== Ausgewählter Auszug ==
Ja, das stimmt. Unser Bildungssystem kostet insgesamt viel mehr, als es nützt. Das kommt daher, dass alle Schüler neben der Schule noch Privatstunden nehmen, damit sie möglichst erfolgreich sind. Sie lernen nur, von morgens bis abends. Das fängt schon im Kindergarten an; darum sind die Spielplätze hier nachmittags leer. Und das Problem dabei ist: Die Schüler lernen vor allem Fakten, keine Zusammenhänge. Sie pauken nur. Das können auch Maschinen. Aber originelle Ideen kommen dabei keine heraus.

Aber Südkorea hat doch gerade wegen dieser Art des Lernens Erfolg gehabt. Nur so konnte es ganz schnell das Wissen anderer Länder aufsaugen – zum Beispiel von Japan.

Ja, dafür ist das Pauken natürlich perfekt. Korea verdankt seinen Erfolg tatsächlich vor allem dem schnellen Kopieren. Heute aber sind wir an einem Punkt angekommen, wo wir nicht mehr einfach so von anderen Ländern abschauen können. Es gibt keine Vorlage mehr. Jetzt sind wir selbst ein Vorbild, zum Beispiel mit Samsung. Die Welt schaut auf uns. Das ist eine komplette Umkehr der Rollen.

Was heisst das für die Zukunft von Südkorea?
===
#### Deine Aufgaben
**a)** Tippe die Zeilen des Datensatzes unten unverändert ab, von der ersten bis einschließlich der Zeile mit „(733, 1026)“.
**b)** Schreib das Gespräch über Südkoreas Bildungssystem weiter, beginnend nach der letzten Frage.
== Eingabedaten ==
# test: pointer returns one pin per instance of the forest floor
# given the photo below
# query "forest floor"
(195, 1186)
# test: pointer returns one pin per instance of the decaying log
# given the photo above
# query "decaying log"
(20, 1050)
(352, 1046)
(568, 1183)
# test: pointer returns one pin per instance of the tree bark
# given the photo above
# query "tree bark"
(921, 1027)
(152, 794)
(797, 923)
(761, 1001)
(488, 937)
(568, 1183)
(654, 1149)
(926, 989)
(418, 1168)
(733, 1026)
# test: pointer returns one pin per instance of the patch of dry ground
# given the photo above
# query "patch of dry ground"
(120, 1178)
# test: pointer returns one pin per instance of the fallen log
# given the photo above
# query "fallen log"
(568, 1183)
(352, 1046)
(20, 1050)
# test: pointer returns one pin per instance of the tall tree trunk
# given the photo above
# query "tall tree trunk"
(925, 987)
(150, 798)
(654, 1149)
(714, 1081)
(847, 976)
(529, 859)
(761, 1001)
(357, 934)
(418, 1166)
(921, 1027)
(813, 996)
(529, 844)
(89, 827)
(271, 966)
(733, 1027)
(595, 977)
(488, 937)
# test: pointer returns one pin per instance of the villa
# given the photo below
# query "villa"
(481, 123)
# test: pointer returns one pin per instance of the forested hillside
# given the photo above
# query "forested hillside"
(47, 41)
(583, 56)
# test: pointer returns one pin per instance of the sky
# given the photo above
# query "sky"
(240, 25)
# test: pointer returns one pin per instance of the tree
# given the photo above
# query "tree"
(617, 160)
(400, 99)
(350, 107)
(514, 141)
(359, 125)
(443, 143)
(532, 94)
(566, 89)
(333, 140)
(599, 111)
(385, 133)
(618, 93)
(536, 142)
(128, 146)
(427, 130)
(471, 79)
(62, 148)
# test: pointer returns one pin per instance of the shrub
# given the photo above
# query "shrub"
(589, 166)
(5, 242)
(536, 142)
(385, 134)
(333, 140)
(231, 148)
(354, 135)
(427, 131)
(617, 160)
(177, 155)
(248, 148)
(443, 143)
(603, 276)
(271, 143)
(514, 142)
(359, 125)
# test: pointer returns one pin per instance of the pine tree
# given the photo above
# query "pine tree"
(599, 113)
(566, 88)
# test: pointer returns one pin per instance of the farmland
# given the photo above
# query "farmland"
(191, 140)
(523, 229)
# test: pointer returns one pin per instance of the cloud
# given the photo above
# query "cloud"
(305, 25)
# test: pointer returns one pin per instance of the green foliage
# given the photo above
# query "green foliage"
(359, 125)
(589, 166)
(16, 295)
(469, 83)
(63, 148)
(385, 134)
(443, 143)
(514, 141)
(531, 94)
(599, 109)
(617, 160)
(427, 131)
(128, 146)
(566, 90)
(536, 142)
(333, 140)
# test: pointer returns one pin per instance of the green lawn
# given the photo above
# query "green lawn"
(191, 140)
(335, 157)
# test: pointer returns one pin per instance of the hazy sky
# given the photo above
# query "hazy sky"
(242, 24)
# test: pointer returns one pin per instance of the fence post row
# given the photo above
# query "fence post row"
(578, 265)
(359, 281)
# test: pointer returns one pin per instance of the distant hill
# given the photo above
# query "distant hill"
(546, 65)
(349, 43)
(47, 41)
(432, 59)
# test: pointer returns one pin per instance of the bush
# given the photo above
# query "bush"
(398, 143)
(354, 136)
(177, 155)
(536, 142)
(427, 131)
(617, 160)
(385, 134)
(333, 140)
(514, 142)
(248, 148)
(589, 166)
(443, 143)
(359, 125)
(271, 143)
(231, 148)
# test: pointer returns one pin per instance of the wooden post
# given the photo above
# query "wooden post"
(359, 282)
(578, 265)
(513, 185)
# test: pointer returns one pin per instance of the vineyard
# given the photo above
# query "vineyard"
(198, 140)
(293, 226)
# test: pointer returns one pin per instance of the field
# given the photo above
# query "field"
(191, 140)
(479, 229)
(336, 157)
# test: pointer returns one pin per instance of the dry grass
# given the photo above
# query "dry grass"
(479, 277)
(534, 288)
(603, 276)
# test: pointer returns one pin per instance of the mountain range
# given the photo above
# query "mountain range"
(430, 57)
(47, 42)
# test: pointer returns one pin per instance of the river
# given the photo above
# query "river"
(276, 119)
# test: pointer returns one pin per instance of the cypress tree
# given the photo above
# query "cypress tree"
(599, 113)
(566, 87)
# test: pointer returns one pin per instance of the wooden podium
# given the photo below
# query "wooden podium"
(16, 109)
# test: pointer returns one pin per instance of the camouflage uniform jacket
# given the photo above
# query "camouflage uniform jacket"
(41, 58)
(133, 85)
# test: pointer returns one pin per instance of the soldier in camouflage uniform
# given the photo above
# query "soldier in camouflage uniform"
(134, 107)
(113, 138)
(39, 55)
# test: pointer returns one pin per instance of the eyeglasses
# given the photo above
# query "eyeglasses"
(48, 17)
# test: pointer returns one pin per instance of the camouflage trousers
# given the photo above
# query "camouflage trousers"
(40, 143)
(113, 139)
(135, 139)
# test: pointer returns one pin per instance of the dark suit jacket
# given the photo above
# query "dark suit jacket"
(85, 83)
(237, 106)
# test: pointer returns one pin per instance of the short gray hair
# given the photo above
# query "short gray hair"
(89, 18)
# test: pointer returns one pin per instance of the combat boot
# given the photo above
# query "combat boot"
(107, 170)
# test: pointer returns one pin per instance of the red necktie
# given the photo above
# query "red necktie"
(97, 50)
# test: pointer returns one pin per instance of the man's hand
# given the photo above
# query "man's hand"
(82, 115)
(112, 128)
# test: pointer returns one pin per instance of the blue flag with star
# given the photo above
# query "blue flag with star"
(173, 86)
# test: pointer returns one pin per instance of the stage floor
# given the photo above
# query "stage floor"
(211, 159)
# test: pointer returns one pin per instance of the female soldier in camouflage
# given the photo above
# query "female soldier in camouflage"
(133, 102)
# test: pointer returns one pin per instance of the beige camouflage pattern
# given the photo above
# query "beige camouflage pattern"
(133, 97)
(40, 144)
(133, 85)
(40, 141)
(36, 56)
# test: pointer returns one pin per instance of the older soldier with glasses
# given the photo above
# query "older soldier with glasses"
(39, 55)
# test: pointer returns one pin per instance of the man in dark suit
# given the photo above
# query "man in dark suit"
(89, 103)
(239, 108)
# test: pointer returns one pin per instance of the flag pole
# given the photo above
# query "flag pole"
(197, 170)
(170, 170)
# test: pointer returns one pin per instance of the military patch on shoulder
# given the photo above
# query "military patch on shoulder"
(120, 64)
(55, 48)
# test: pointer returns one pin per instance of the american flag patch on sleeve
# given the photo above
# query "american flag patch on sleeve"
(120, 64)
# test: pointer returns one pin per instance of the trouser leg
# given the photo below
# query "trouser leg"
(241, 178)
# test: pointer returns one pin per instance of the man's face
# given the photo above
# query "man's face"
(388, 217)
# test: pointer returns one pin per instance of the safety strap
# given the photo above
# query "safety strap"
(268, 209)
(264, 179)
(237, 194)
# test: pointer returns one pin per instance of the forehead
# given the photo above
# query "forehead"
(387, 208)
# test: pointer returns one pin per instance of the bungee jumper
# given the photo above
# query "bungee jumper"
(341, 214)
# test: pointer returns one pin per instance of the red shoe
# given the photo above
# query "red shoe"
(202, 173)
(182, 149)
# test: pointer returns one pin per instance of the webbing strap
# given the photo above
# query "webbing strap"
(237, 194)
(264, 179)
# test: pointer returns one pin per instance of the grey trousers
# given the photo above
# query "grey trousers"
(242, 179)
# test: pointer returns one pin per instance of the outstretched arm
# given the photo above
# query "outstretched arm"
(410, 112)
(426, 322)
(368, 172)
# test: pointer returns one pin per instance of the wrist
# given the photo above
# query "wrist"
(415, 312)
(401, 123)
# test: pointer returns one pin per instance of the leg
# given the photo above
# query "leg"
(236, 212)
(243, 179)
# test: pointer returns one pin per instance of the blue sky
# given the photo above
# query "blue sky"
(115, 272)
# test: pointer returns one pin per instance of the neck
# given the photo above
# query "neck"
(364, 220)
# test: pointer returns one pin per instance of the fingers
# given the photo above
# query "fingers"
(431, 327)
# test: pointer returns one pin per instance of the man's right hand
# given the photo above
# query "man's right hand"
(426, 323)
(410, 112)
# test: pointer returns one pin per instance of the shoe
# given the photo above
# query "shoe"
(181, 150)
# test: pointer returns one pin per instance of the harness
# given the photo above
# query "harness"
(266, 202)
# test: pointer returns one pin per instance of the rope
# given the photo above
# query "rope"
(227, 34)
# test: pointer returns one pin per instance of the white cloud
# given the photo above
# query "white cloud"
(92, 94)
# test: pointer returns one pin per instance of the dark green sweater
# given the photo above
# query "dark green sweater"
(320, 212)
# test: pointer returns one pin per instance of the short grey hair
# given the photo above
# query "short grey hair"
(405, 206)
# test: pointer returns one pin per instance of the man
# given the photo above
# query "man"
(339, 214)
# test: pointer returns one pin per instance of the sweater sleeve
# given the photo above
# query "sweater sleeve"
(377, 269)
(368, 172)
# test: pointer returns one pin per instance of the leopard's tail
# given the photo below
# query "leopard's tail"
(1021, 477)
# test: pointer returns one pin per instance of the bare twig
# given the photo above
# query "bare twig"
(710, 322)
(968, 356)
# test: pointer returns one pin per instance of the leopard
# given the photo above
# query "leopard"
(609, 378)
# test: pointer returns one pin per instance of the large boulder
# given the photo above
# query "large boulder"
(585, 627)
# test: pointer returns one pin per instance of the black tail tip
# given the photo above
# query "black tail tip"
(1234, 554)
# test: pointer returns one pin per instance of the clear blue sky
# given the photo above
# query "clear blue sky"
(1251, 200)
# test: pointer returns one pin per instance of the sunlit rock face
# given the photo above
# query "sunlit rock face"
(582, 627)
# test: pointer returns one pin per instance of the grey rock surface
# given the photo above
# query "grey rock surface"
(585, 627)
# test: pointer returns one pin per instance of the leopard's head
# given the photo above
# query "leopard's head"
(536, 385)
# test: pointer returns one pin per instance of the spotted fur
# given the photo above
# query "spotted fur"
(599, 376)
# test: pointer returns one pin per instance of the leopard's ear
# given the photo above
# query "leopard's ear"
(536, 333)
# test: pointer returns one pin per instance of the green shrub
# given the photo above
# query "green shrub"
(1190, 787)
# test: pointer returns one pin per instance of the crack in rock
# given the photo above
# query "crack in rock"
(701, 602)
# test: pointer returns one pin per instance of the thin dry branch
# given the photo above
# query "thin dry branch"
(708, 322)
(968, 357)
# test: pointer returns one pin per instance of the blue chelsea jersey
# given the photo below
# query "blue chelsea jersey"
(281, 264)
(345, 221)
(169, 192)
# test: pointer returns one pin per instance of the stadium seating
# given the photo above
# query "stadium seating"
===
#### Ergebnisse je Aufgabe
**a)**
# test: pointer returns one pin per instance of the forest floor
# given the photo below
# query "forest floor"
(195, 1186)
# test: pointer returns one pin per instance of the decaying log
# given the photo above
# query "decaying log"
(20, 1050)
(352, 1046)
(568, 1183)
# test: pointer returns one pin per instance of the tree bark
# given the photo above
# query "tree bark"
(921, 1027)
(152, 794)
(797, 923)
(761, 1001)
(488, 937)
(568, 1183)
(654, 1149)
(926, 989)
(418, 1168)
(733, 1026)

**b)**
Wir müssen lernen, originelle Denker hervorzubringen. Bis jetzt hat Südkorea keinen einzigen Nobelpreis in den Naturwissenschaften gewinnen können, auch keine Fields-Medaille und keinen Turing-Preis. Das muss sich ändern. Wir brauchen mehr Vorbilder für die jungen Wissenschaftler hier in Südkorea. Forscher, die sich trauen, aufzufallen. Wenn alle gleich sein wollen, können keine originellen Ideen entstehen. Es braucht auch mehr internationale Zusammenarbeit. Nur so können junge Südkoreaner lernen, dass die Menschen auf der Welt unterschiedlich sind. Dass Probleme unterschiedlich gelöst werden können.

Hat die südkoreanische Regierung das erkannt?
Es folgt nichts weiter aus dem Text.